TRECHO:
José Barcelos de Souza

Vi na televisão uma matéria que propunha tornar a linguagem dos advogados e juízes mais acessível ao leigo. Dentre os exemplos de usos a evitar, estava o de dizer na petição ou sentença que o autor postulava isso assim assado.

terça-feira, 7 de junho de 2005

Atualizado em 6 de junho de 2005 09:30

Linguagem jurídica


José Barcelos de Souza*

Vi na televisão uma matéria que propunha tornar a linguagem dos advogados e juízes mais acessível ao leigo. Dentre os exemplos de usos a evitar, estava o de dizer na petição ou sentença que o autor postulava isso assim assado.

Não
vejo por que deixar de empregar o vocábulo, preciso no sentido de solicitar, rogar. Ou não usar a expressão "capacidade postulacional", ou seja, existência de habilitação profissional para requerer em juízo. Mesmo porque a expressão está na própria lei. Nem seria de cortar o uso de vocábulos como intempestivo (isto é, fora do prazo) e incompetente (não ser da competência), embora esta última possa até confundir o leigo. É conhecida a anedota de a parte dizer ao juiz que era modéstia dele considerar-se incompetente para julgar certo caso. O advogado não pode prescindir (estou falando difícil?) de termos técnicos.

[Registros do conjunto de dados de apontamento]
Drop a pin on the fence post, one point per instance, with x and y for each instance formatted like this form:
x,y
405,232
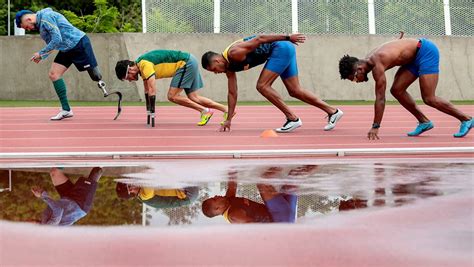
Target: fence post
x,y
447,17
371,11
217,16
144,16
8,24
294,16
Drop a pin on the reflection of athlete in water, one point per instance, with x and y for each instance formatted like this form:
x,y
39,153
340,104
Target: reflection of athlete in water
x,y
158,198
280,205
76,199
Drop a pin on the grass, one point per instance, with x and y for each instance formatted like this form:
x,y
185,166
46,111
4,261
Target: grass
x,y
41,103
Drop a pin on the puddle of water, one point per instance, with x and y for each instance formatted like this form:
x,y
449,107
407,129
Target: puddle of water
x,y
185,193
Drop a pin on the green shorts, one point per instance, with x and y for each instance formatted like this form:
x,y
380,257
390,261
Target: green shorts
x,y
188,77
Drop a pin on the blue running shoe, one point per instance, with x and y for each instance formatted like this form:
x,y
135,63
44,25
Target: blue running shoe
x,y
421,128
464,129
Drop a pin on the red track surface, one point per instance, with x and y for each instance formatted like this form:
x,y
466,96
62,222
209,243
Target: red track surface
x,y
92,129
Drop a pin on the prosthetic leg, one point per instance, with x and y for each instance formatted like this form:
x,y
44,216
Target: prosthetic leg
x,y
96,76
148,112
152,109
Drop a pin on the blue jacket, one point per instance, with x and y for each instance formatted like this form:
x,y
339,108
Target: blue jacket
x,y
61,212
56,31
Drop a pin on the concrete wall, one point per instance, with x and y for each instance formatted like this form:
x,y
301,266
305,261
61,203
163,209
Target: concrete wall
x,y
317,62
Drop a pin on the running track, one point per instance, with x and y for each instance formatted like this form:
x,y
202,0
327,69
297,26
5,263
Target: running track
x,y
93,130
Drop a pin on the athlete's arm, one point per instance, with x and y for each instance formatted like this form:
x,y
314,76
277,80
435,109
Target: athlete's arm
x,y
150,85
378,73
231,99
50,25
239,51
231,189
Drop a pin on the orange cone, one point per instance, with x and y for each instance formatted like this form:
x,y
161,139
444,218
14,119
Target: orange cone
x,y
269,133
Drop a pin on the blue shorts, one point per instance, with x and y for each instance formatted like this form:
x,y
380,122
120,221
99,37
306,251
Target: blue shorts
x,y
81,55
426,61
282,59
188,77
282,207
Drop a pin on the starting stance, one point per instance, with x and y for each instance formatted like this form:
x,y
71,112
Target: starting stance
x,y
184,70
74,48
417,59
279,53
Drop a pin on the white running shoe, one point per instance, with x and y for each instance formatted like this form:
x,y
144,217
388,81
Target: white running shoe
x,y
62,115
289,126
333,119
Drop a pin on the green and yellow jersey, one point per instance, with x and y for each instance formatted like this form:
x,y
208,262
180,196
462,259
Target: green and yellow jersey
x,y
161,63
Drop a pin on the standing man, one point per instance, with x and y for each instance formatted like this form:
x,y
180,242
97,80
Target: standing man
x,y
184,70
74,48
279,54
417,59
75,199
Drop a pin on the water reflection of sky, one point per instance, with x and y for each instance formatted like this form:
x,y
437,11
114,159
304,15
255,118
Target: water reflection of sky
x,y
321,188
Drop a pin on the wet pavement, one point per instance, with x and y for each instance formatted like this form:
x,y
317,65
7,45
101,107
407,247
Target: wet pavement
x,y
217,192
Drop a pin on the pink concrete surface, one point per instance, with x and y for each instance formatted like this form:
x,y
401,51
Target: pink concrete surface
x,y
93,130
435,232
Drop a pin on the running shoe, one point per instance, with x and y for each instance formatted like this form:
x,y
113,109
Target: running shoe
x,y
332,120
224,118
289,126
205,117
464,129
62,115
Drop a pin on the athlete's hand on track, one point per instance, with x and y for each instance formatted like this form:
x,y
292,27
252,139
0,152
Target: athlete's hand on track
x,y
36,58
37,191
297,38
225,126
373,134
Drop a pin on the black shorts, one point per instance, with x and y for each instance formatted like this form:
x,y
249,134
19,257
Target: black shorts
x,y
82,192
81,55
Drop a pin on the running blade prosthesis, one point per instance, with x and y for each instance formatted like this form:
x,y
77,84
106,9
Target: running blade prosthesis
x,y
101,85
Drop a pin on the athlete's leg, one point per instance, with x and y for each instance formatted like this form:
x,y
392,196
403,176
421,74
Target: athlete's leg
x,y
206,102
264,86
55,75
175,97
295,90
57,176
403,79
428,83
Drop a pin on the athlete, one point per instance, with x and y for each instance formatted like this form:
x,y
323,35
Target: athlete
x,y
279,55
184,70
74,48
418,59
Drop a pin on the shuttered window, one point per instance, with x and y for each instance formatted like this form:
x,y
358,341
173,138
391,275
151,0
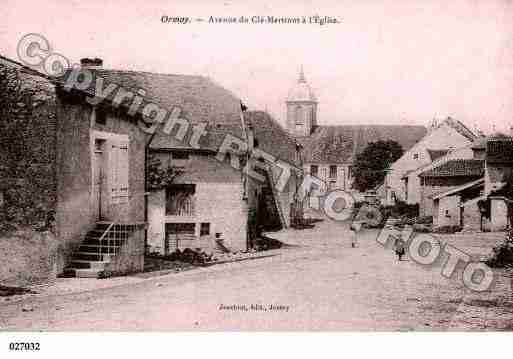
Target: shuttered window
x,y
119,166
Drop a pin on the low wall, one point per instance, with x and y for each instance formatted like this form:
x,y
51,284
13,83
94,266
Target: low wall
x,y
29,257
130,258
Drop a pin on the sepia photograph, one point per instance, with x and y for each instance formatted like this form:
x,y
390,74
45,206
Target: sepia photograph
x,y
219,166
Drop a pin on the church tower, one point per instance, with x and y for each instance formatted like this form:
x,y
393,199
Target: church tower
x,y
301,108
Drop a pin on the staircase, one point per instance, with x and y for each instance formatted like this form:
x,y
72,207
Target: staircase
x,y
100,245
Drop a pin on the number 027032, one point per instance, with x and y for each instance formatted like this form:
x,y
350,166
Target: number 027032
x,y
24,346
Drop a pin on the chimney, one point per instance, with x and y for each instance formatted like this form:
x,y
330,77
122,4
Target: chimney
x,y
88,63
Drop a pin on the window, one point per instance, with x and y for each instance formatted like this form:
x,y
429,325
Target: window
x,y
180,200
205,229
314,170
333,171
100,116
119,165
180,155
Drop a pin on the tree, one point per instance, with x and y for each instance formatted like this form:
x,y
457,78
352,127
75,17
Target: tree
x,y
159,176
370,165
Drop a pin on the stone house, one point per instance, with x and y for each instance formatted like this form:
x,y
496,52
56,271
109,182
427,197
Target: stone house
x,y
329,151
447,140
82,166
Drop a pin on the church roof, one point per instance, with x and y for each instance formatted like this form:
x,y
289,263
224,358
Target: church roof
x,y
339,144
301,90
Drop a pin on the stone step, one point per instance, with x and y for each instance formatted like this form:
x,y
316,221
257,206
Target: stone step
x,y
97,233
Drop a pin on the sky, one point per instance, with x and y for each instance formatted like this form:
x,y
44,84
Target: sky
x,y
385,62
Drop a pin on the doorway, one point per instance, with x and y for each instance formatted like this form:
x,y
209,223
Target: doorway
x,y
99,194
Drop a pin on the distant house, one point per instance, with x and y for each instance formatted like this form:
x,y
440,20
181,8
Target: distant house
x,y
449,139
213,204
329,151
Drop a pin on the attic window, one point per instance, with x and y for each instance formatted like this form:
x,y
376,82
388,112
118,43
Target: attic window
x,y
298,115
314,170
180,155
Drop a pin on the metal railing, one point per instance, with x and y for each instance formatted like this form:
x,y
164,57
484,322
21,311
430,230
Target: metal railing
x,y
114,236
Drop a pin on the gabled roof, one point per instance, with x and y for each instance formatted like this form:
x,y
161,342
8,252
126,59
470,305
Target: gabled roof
x,y
339,144
456,168
199,98
459,127
271,136
436,154
476,183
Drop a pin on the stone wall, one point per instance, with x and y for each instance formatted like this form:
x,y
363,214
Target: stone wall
x,y
449,211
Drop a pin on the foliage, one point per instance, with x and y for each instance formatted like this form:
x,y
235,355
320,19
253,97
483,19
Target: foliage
x,y
424,220
160,177
369,167
503,253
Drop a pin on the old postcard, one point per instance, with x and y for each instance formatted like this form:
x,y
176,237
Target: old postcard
x,y
282,166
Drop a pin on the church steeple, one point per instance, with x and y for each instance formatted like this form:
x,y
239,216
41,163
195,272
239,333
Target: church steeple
x,y
301,107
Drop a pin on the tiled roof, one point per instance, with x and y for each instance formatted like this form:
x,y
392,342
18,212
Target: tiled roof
x,y
436,154
480,143
339,144
199,98
271,136
459,127
454,168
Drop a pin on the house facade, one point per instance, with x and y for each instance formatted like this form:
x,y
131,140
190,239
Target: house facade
x,y
449,139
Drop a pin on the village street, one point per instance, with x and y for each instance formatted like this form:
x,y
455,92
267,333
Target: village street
x,y
319,283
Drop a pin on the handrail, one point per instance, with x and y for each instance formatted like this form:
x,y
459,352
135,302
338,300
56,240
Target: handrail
x,y
100,257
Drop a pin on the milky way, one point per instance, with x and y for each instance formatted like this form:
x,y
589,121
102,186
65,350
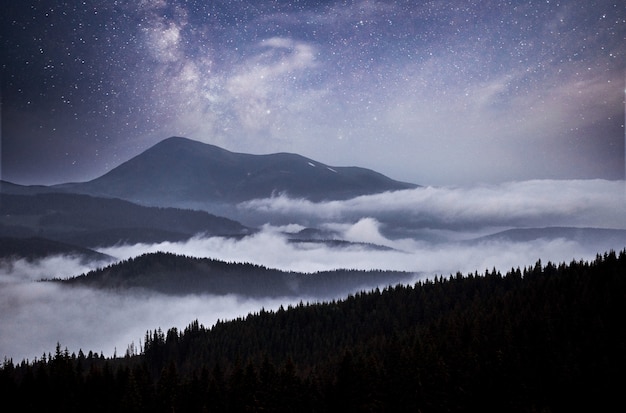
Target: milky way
x,y
427,92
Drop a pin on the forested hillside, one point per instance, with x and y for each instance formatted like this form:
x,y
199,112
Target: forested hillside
x,y
546,338
177,274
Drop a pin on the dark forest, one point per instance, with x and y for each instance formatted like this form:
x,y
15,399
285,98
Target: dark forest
x,y
545,338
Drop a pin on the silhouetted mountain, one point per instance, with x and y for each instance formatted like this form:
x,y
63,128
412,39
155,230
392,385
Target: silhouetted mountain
x,y
182,172
548,338
89,221
600,238
175,274
33,248
16,189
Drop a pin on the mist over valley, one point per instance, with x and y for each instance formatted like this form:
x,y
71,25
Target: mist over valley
x,y
260,225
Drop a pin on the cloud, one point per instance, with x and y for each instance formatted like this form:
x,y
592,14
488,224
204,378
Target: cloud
x,y
58,266
591,203
35,316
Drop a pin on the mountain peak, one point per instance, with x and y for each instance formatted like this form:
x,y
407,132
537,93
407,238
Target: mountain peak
x,y
179,171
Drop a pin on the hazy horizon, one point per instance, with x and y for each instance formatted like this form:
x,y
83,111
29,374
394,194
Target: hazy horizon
x,y
449,93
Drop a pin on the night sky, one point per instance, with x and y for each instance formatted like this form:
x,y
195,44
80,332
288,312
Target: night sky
x,y
435,93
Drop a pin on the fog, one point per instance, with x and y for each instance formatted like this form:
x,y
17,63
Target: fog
x,y
437,238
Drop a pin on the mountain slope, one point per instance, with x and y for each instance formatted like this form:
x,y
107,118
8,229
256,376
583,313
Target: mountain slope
x,y
180,172
176,274
91,221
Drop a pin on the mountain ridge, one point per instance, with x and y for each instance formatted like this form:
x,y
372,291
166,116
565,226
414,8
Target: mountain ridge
x,y
179,171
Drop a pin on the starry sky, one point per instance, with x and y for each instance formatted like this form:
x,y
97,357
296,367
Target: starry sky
x,y
432,92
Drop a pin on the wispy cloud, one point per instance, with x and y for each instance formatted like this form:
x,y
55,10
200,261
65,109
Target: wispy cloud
x,y
592,203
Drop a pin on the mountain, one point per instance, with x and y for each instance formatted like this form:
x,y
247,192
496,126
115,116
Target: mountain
x,y
182,172
601,239
178,275
90,221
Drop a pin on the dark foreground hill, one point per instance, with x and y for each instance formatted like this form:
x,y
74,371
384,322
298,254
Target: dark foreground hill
x,y
91,221
182,172
548,338
176,274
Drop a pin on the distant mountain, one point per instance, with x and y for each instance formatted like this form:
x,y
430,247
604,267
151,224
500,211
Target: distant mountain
x,y
182,172
178,275
602,239
91,221
34,247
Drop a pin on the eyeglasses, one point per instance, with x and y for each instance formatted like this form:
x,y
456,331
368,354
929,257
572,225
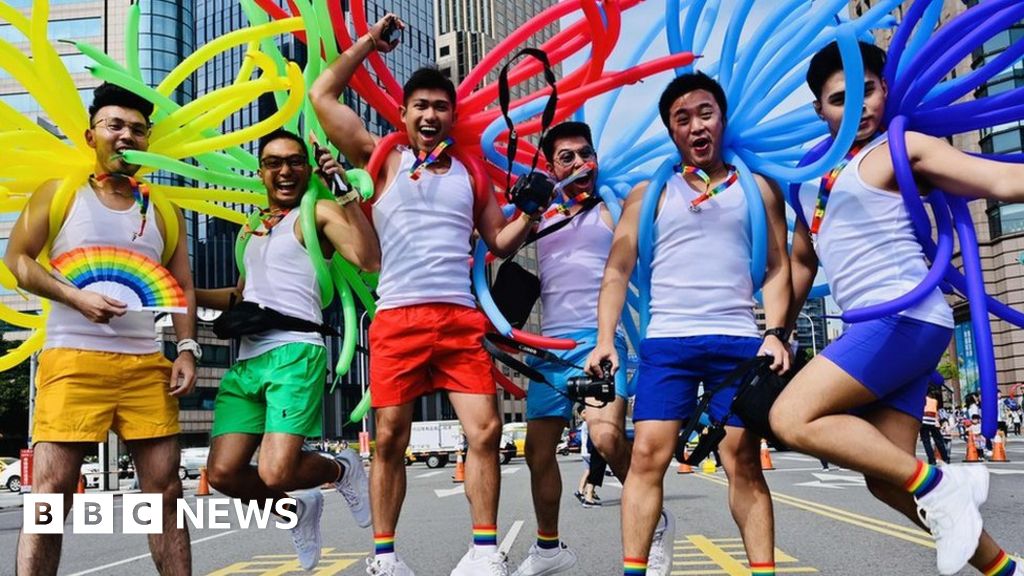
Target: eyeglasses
x,y
565,158
276,163
117,126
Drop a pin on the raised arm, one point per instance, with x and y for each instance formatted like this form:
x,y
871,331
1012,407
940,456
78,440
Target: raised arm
x,y
949,169
622,260
342,125
777,289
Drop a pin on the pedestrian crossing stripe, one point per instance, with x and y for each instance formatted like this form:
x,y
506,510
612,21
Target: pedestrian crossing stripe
x,y
331,564
696,554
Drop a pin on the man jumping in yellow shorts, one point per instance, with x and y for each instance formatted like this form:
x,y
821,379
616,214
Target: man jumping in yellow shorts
x,y
101,367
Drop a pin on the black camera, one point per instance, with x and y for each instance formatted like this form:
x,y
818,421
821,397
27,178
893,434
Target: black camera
x,y
531,193
582,387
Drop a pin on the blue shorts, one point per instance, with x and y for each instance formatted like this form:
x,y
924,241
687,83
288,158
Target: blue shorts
x,y
673,369
543,402
893,357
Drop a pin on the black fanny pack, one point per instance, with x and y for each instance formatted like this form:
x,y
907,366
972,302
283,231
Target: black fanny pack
x,y
758,388
245,319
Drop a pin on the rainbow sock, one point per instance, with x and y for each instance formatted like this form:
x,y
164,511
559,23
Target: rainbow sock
x,y
547,541
1001,566
384,544
924,480
485,538
634,566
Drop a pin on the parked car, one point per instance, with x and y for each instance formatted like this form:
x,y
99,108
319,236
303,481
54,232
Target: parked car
x,y
192,460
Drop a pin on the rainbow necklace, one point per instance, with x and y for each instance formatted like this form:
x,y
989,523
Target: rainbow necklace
x,y
139,191
710,192
824,189
268,217
426,159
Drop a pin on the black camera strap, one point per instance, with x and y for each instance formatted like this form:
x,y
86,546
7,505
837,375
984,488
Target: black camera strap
x,y
505,99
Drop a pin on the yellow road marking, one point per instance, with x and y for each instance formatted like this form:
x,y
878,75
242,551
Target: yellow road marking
x,y
913,535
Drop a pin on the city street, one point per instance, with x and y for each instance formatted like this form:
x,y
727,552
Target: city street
x,y
826,524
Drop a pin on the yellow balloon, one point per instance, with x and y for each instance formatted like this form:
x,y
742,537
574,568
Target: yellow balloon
x,y
24,351
237,38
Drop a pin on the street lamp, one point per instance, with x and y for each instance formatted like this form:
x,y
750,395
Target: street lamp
x,y
814,340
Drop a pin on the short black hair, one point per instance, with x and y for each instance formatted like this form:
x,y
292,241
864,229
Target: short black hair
x,y
564,130
282,133
427,78
685,84
828,60
112,94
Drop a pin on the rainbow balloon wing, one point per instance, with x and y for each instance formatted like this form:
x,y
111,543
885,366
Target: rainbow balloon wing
x,y
127,276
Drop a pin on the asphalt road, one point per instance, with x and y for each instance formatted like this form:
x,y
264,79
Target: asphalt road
x,y
826,524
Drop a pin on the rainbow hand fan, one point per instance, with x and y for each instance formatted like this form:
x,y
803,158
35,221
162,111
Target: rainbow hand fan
x,y
124,275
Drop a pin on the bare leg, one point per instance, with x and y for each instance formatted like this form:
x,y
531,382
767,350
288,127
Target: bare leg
x,y
607,433
387,476
643,491
750,499
545,479
157,463
482,426
901,428
57,467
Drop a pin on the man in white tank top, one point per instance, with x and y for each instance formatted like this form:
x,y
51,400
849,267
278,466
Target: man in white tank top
x,y
96,352
701,324
881,368
570,261
427,333
270,399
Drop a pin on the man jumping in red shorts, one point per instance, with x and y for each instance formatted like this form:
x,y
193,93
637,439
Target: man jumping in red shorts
x,y
427,332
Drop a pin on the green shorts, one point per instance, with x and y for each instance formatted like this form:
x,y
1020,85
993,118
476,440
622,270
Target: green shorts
x,y
280,391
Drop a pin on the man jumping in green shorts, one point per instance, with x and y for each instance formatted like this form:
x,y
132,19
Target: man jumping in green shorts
x,y
271,398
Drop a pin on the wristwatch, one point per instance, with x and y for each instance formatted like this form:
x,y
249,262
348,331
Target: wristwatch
x,y
780,333
192,345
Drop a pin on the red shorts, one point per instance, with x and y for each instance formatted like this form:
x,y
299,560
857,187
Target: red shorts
x,y
418,350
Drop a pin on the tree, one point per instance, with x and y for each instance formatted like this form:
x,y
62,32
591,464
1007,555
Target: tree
x,y
13,397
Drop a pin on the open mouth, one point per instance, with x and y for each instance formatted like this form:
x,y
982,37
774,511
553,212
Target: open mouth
x,y
700,146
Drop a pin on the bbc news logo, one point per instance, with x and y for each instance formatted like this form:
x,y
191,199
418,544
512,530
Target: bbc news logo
x,y
143,513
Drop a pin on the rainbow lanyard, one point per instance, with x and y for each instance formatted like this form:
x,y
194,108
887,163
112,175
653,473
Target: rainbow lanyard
x,y
140,192
578,199
425,159
268,218
824,190
710,192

EXERCÍCIO PROPOSTO 1:
Redigite, sem nenhuma alteração, a parte do trecho sobre linguagem jurídica que se inicia pelas palavras que contêm "Linguagem jurídica" e se encerra em "de termos técnicos.".
EXERCÍCIO PROPOSTO 2:
Escreva a continuação do trecho sobre linguagem jurídica, começando logo após a última frase apresentada.

RESPOSTA DA TAREFA 1:
Linguagem jurídica


José Barcelos de Souza*

Vi na televisão uma matéria que propunha tornar a linguagem dos advogados e juízes mais acessível ao leigo. Dentre os exemplos de usos a evitar, estava o de dizer na petição ou sentença que o autor postulava isso assim assado.

Não
vejo por que deixar de empregar o vocábulo, preciso no sentido de solicitar, rogar. Ou não usar a expressão "capacidade postulacional", ou seja, existência de habilitação profissional para requerer em juízo. Mesmo porque a expressão está na própria lei. Nem seria de cortar o uso de vocábulos como intempestivo (isto é, fora do prazo) e incompetente (não ser da competência), embora esta última possa até confundir o leigo. É conhecida a anedota de a parte dizer ao juiz que era modéstia dele considerar-se incompetente para julgar certo caso. O advogado não pode prescindir (estou falando difícil?) de termos técnicos.

RESPOSTA DA TAREFA 2:
O que não se deve aceitar é a linguagem empolada, o estilo rebuscado. Ou inventar certas expressões, como "caderno acusatório", para referir-se à denúncia do Ministério Público. Empregar palavreado ininteligível para o leigo ao falar com ele é demais. Foi o que fez uma funcionária ao dizer à parte que o processo poderia demorar. Isso porque, explicava, os autos ainda deviam subir ao TRF (Tribunal Regional Federal), com possibilidade de recurso especial para o STJ (Superior Tribunal de Justiça). Lembrei-me de um auxiliar de enfermagem que recomendou a outro "tomar a P.A.", isto é, medir a pressão arterial.

Conceitos difíceis, como termos técnicos, são, porém, inevitáveis. O que o leigo tem de entender claramente são as perguntas a que deva responder numa audiência ou no júri. Ou as exposições dirigidas a jurados.

Fato interessante relatou-me o Prof. Hermínio Marques Porto. Ao chegar à Faculdade de Direito do Largo de São Francisco para integrar, também como ele, uma banca examinadora de concurso para professor titular, já o encontrei, devidamente paramentado, na sala dos professores. Logo que também vesti a beca trazida por um funcionário já entramos em um bom bate-papo, enquanto aguardávamos os outros examinadores. A conversa descambou para acontecimentos do júri, quesitos mal redigidos, etc. Foi então que ele me contou sobre um jurado, que lhe pareceu emburrado num julgamento, se não me engano em Ribeirão Preto ou em Guarulhos. É que o juiz presidente, procurando recomendar aos jurados que evitassem qualquer atitude que pudesse levar um outro jurado a perceber qual seria a sua decisão, falou-lhes que não deviam "exalar seu convencimento", que não deixassem transparecer seu convencimento. Um jurado ficou um tanto carrancudo. Dias depois, encontrando-o na rua, explicou-lhe o jurado a razão de seu amuo (está caprichado?). Não gostara de o juiz tê-lo chamado de convencido.

E é justamente em plenário do júri que têm acontecido coisas horríveis, não por causa da linguagem jurídica, mas por procurar o advogado falar difícil.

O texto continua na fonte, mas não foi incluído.